◆ Extracted information ◆
(begin)
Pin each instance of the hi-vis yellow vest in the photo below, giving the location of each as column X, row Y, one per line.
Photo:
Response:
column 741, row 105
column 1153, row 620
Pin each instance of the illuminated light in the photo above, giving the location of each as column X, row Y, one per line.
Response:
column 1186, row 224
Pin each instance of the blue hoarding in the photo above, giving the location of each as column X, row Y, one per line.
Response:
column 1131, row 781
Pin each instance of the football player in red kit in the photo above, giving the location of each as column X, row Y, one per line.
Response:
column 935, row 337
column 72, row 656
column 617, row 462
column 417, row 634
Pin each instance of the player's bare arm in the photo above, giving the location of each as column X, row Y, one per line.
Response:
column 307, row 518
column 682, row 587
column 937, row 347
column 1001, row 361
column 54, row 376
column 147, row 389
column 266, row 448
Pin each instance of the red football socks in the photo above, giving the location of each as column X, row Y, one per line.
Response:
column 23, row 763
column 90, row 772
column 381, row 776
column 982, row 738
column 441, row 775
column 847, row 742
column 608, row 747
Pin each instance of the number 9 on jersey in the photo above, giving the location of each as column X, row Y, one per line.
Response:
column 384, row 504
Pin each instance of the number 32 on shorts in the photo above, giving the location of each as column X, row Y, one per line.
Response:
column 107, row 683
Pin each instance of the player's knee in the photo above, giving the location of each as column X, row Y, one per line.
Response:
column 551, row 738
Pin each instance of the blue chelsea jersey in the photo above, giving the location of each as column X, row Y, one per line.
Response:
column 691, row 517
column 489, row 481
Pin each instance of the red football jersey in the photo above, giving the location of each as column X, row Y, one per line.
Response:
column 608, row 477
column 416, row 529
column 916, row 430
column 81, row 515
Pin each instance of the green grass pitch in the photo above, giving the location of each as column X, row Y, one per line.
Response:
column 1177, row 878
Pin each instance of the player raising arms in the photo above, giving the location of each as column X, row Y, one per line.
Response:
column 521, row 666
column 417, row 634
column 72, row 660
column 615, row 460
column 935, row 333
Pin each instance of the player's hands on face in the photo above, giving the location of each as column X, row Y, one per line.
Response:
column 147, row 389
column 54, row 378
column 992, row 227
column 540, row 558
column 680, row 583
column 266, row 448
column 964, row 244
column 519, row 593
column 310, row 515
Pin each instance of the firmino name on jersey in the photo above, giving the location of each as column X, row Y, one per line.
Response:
(end)
◆ Requirement ◆
Return all of the rows above verbatim, without altering a single character.

◆ Written answer ◆
Pin each instance of the hi-vis yellow vest in the photo below, giving the location of each as column X, row Y, one per line.
Photo:
Response:
column 741, row 105
column 1153, row 620
Pin each instance of the illuminated light in the photo above, giving the location of each as column X, row Y, one per line.
Response:
column 1186, row 224
Pin each instance of the blue hoarding in the photo above, giving the location of each as column X, row Y, one per line.
Response:
column 1131, row 781
Pin each instance of the football player in red kit in the photo above, giving the location of each as column X, row Y, one per line.
Response:
column 935, row 337
column 72, row 656
column 617, row 462
column 417, row 634
Pin each instance of the player's bare arm in the photo above, giving the location of each as column X, row Y, one per line.
Response:
column 307, row 518
column 682, row 587
column 937, row 347
column 1001, row 361
column 54, row 376
column 147, row 389
column 266, row 448
Pin each instance of the red football socks in the photo above, giving the location of each as column X, row Y, one per line.
Response:
column 23, row 763
column 90, row 772
column 381, row 776
column 982, row 738
column 441, row 775
column 847, row 742
column 608, row 747
Pin each instance of the number 9 on jersey in the photo above, giving the location of each as column X, row Y, one per line.
Response:
column 384, row 504
Pin each instance of the number 32 on shorts in the photo above, giving the location of each as column X, row Y, one per line.
Response:
column 107, row 683
Pin each instance of the player's knee in the photo above, giving the location of each as column X, row Y, one per line.
Response:
column 551, row 738
Pin each instance of the blue chelsea jersey in the photo above, giving the location of each as column X, row Y, one per line.
Response:
column 691, row 517
column 489, row 481
Pin each instance of the red football jersey in the photo above, giving the location of each as column X, row Y, one per line.
Response:
column 608, row 477
column 416, row 529
column 916, row 430
column 81, row 515
Pin each instance of the green grass pitch in the photo above, giving the location of each as column X, row Y, one per line.
Response:
column 1177, row 878
Pin each instance of the player raising arms in the photo above, giving the location of each as column X, row Y, one per line.
Response:
column 521, row 666
column 417, row 634
column 72, row 660
column 615, row 460
column 935, row 333
Pin each instance of the player's hands on face in the photo above, giving the location of each as column X, row Y, one per line.
Response:
column 147, row 389
column 54, row 378
column 992, row 227
column 540, row 558
column 680, row 583
column 266, row 448
column 964, row 244
column 519, row 593
column 310, row 515
Pin each instance of the firmino name on jersey in the photo above, giving the location of each as column X, row Y, one per line.
Response:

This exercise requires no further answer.